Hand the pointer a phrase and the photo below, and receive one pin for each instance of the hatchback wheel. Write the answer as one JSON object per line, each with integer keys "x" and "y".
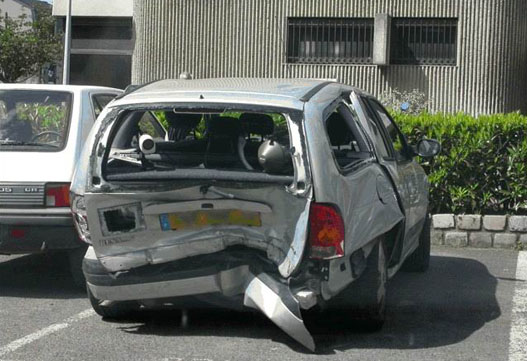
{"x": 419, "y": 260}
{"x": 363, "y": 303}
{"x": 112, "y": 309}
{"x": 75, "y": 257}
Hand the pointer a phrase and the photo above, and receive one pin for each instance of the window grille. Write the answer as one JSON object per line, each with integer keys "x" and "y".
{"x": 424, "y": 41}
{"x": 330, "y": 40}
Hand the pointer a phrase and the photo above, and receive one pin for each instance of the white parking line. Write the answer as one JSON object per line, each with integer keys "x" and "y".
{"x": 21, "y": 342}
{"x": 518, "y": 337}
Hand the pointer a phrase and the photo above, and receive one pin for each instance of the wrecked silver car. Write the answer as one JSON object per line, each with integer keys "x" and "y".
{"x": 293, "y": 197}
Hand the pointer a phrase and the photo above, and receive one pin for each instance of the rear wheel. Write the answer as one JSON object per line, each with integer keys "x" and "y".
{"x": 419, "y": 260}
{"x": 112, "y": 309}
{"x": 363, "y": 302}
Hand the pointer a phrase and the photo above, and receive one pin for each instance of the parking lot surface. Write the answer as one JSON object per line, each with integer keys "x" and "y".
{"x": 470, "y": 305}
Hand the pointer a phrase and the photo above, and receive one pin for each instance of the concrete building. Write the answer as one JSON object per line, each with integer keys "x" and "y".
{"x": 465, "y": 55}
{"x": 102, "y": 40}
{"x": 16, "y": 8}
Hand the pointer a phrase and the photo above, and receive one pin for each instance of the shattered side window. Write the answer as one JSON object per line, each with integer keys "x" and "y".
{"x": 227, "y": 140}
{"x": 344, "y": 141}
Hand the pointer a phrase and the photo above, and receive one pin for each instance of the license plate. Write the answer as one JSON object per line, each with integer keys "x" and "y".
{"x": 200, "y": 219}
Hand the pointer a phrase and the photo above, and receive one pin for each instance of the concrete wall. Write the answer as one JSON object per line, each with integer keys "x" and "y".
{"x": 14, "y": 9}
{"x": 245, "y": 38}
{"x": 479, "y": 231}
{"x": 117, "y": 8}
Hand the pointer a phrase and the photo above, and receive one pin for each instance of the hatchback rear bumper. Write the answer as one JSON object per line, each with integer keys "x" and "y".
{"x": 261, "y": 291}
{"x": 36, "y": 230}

Problem to work on:
Extract every line of the records above verbatim, leaving out the picture.

Solution:
Hand the pointer a phrase and the photo below, and receive one pin for each instance of the hatchback wheel. Write the answer as one JSON object per line, each with integer keys "x" and "y".
{"x": 419, "y": 260}
{"x": 363, "y": 303}
{"x": 112, "y": 309}
{"x": 75, "y": 257}
Hand the pointer a phrase and the photo above, and receive one pin for each instance of the window grille. Write the answer as one JSON object per line, each with integer keys "x" and "y".
{"x": 424, "y": 41}
{"x": 330, "y": 40}
Hand the pointer a phrase and the photo above, and receive one pin for each instance of the white parking line. Write the answer as one JSON object per line, each with integer keys "x" and "y".
{"x": 21, "y": 342}
{"x": 518, "y": 337}
Hand the pointer a phrase and the photo above, and receive one pin for each instance of the wrecked silver car. Write the answer as one JSON object per line, each with integer keys "x" and "y".
{"x": 293, "y": 197}
Hand the pointer a phrase and the photo above, and receive one pin for each instance of the rear wheel. Write the answer as one JSON object per line, each with integer keys "x" and "y".
{"x": 419, "y": 260}
{"x": 112, "y": 309}
{"x": 363, "y": 302}
Hand the pointer a phrase and the photo above, and receive one pin for each instance of the parking lot surface. Write the answer as one JSON object per line, each with integer keys "x" and "y".
{"x": 470, "y": 305}
Hand the pointer a phrase and the photo above, and receive one pin for each instance of the concrete building. Write the answer as one JSON object per line, each with integer keys "x" and "y".
{"x": 465, "y": 55}
{"x": 102, "y": 40}
{"x": 16, "y": 8}
Hand the pointer a phrase and the photo above, and receive one pin for each instance of the shattered side window. Write the answer as one JSON object per line, each with integer keys "x" and "y".
{"x": 227, "y": 140}
{"x": 344, "y": 141}
Hand the pointer a phrase and the photo above, and receive one pin for each instance of the license plate. Write the answer as one JSON object per line, each with integer keys "x" and "y".
{"x": 200, "y": 219}
Hand the pointer a phrase and the photo above, and receive one pin for each instance of the concrete wall. Write the answer as one JSON object per line, each with integer keys "x" and "y".
{"x": 14, "y": 9}
{"x": 245, "y": 38}
{"x": 479, "y": 231}
{"x": 117, "y": 8}
Hand the pointer a phrase and the photo above, and receive one pin for each instance of the hatchback rear bumper. Write the answer as one JSON object per line, each with integer keys "x" and "y".
{"x": 261, "y": 291}
{"x": 36, "y": 230}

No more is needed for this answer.